**Что сделать**
**a.** Измените отрывок фрагмента о суде и благодати, который начинается со слов «Выводы из всего» и продолжается вплоть до слов «его видимой логичности.»: замените в нем «наказании» на «возмездии» и приведите этот отрывок целиком.
**b.** Допишите продолжение фрагмента о суде и благодати, начиная сразу после его последнего предложения.

**Фрагмент**
#####
Выводы из всего сказанного в высшей степени важны: разве не преодолено как недиалектическое, как чуждое логике преизобилования представление об осуждении, делящее всех на праведных и неправедных, посылающее одних в ад, а других в рай? Наиболее парадоксальным, я думаю, является двойственное предназначение каждого из нас: оправдание всех в некотором смысле предполагает осуждение всех — под покровительством своего рода преизбытка в самой сердцевине истории. Среди «множества» людей устроение преизобилования в ней перемешано с делом смерти. Кто поймет «тем более» суда Божьего и «пре-изобилование» благодати Божией, тот тем самым положит конец мифу о наказании и его видимой логичности.
#####
**Исходные записи**
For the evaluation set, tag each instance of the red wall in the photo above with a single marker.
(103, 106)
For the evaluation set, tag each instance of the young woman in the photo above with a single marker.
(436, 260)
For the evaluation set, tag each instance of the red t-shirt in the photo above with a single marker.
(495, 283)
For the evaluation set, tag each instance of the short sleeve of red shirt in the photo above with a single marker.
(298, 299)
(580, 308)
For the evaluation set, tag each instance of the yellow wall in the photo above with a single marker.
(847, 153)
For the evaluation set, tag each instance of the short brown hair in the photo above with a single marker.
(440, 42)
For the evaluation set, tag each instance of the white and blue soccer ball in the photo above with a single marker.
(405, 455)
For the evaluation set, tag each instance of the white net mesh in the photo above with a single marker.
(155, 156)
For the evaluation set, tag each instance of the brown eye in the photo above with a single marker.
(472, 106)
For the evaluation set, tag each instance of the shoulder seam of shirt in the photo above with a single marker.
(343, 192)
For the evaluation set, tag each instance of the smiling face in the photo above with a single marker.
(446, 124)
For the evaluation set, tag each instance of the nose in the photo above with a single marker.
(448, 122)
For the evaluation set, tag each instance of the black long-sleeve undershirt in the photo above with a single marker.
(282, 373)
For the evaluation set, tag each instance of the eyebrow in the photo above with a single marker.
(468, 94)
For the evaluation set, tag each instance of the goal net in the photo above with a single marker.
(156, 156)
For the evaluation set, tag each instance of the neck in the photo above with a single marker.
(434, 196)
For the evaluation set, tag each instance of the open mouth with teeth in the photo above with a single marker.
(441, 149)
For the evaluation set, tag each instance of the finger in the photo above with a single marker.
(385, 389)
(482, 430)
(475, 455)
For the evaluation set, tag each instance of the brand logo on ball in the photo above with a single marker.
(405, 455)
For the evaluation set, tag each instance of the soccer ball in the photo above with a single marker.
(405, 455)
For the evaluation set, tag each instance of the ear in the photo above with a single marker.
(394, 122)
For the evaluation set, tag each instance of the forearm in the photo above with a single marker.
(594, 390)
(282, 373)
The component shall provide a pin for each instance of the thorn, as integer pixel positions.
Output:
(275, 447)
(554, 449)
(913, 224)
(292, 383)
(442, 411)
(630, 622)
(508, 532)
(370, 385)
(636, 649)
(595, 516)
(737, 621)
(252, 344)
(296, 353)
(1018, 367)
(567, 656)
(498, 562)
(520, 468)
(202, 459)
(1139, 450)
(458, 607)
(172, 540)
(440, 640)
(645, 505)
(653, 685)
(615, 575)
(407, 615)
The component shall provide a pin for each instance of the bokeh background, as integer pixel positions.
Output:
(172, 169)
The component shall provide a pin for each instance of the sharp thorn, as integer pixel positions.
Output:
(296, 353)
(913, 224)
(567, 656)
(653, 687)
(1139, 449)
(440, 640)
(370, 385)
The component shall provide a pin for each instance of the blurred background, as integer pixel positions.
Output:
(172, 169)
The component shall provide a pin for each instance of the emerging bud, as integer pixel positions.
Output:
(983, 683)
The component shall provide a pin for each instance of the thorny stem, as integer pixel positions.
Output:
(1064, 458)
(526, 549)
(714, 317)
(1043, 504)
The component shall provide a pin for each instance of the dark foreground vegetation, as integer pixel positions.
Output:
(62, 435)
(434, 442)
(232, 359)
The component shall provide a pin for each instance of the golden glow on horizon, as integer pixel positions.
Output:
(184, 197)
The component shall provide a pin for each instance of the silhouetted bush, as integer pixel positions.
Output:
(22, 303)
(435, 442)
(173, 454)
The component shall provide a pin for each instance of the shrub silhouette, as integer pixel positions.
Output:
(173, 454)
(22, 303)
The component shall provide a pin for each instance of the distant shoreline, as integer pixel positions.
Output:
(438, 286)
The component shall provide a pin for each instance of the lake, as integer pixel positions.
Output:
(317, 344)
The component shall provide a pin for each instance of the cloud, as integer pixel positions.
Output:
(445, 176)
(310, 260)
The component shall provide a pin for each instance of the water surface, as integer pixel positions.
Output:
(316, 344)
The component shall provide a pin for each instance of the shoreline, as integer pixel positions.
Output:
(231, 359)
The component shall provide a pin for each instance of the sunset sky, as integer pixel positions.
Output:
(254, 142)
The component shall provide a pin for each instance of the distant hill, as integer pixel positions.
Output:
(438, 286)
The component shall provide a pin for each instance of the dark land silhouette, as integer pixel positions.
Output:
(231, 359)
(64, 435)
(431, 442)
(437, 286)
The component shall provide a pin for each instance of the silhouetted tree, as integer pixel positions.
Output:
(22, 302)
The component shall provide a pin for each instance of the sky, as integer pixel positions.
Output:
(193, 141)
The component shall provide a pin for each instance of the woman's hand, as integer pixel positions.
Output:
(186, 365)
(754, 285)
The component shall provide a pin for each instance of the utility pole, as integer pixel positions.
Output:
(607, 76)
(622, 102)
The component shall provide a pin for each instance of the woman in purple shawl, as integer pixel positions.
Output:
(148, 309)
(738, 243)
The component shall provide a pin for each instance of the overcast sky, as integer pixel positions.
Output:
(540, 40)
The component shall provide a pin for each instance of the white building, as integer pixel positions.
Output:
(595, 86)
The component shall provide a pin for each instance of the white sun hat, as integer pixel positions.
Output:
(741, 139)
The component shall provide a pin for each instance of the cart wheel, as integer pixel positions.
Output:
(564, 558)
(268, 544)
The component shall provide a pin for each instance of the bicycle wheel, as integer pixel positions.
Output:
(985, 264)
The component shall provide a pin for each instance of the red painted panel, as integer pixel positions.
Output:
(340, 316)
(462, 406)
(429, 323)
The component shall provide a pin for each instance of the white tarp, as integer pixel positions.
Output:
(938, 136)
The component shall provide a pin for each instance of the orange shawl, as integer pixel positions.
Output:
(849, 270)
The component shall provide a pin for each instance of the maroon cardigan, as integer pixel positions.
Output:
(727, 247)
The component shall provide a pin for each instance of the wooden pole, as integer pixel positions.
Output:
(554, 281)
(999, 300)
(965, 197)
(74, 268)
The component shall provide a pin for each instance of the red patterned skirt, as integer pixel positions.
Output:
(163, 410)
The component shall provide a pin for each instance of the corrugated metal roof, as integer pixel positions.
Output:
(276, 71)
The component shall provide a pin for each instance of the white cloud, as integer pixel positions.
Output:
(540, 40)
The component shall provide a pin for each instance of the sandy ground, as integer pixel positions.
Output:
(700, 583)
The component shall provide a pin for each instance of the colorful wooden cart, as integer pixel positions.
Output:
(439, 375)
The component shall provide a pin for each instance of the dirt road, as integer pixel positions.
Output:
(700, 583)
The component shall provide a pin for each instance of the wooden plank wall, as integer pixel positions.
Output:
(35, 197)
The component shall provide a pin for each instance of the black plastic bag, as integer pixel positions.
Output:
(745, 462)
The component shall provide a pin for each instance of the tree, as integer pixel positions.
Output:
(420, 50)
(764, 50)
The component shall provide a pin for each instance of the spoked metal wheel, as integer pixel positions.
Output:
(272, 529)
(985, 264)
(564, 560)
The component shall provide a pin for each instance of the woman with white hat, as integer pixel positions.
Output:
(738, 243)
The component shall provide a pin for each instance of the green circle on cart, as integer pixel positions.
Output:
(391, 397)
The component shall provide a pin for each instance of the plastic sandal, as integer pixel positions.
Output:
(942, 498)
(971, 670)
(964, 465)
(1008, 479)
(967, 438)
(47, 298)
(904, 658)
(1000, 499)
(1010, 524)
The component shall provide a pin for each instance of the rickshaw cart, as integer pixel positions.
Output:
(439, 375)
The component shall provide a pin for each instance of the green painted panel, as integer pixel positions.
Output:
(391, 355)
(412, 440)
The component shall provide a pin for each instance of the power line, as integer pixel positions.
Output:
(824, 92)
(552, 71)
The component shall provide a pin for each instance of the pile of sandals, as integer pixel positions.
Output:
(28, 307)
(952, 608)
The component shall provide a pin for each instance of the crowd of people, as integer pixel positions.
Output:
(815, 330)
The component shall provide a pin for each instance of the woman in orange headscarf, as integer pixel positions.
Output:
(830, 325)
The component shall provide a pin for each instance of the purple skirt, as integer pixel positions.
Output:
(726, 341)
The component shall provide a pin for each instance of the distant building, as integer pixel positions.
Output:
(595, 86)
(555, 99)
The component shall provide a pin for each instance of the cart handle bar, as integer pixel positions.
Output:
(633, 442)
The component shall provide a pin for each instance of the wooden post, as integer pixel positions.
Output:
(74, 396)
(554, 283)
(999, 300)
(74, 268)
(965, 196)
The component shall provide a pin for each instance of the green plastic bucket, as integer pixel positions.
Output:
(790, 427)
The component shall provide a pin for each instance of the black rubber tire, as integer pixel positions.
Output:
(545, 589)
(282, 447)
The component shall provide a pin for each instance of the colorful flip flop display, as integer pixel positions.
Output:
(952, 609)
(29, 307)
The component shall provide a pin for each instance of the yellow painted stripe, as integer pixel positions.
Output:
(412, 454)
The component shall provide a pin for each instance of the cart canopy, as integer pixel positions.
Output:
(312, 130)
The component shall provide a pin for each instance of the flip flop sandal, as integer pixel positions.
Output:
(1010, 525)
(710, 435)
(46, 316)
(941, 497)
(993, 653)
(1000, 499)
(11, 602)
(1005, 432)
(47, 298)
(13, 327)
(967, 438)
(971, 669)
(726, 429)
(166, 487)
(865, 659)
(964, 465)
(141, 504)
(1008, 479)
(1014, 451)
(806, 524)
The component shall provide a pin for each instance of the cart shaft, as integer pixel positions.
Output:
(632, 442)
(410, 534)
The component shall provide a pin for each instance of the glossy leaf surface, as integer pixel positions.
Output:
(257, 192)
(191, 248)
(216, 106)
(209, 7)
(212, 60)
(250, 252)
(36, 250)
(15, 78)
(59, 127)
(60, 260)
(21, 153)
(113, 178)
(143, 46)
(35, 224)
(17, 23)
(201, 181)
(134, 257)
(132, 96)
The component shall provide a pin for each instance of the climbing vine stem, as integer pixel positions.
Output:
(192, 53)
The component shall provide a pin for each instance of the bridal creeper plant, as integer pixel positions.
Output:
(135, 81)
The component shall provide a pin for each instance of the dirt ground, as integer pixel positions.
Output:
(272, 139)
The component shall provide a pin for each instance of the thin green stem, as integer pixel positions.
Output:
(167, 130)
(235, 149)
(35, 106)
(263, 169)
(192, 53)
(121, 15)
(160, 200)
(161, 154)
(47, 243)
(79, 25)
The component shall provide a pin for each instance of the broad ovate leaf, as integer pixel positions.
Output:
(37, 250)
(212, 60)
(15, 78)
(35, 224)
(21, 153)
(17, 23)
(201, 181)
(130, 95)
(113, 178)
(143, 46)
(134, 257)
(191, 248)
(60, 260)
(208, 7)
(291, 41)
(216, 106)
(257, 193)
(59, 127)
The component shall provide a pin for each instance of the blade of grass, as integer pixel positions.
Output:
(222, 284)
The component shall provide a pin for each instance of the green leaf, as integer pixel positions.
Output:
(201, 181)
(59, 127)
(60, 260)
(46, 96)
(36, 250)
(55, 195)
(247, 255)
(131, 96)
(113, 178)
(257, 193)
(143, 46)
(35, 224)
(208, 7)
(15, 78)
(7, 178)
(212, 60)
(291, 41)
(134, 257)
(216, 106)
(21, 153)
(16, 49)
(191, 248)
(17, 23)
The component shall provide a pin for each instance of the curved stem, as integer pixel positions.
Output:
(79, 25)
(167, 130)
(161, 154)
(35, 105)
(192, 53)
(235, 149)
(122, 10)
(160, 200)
#####
**Ответы к заданиям**
**a.**
Выводы из всего сказанного в высшей степени важны: разве не преодолено как недиалектическое, как чуждое логике преизобилования представление об осуждении, делящее всех на праведных и неправедных, посылающее одних в ад, а других в рай? Наиболее парадоксальным, я думаю, является двойственное предназначение каждого из нас: оправдание всех в некотором смысле предполагает осуждение всех — под покровительством своего рода преизбытка в самой сердцевине истории. Среди «множества» людей устроение преизобилования в ней перемешано с делом смерти. Кто поймет «тем более» суда Божьего и «пре-изобилование» благодати Божией, тот тем самым положит конец мифу о возмездии и его видимой логичности.

**b.**
Но что значит положить конец мифу о наказании? Значит ли это поместить его в хранилище, где покоятся утраченные иллюзии? Я хотел бы предложить такое решение всех наших апорий, которое соответствовало бы сразу и гегелевской демифологизации, и абсурдной логике св. Павла: логика наказания, как мне представляется, существует на манер разоблаченного, разрушенного мифа внутри новой логики, которая вместе с тем является безумием, безумием Креста. В таком случае статус мифа — это статус того, что живет в памяти. Благодаря памяти я вижу в этом парадоксальном статусе устроение, о котором можно говорить как о канувшей в лету эпохе. Для св. Павла наказание составляет часть целостного устроения, которое он называет nomos, то есть законом, имеющим собственную внутреннюю логику: закон связан с притязанием, носящим имя нарушения, включающим в себя осуждение и смерть. Это устроение целиком и полностью — в прошлом, если принять во внимание слова «но ныне»: «Но ныне, независимо от закона, явилась правда Божия…» (Рим. 3, 21).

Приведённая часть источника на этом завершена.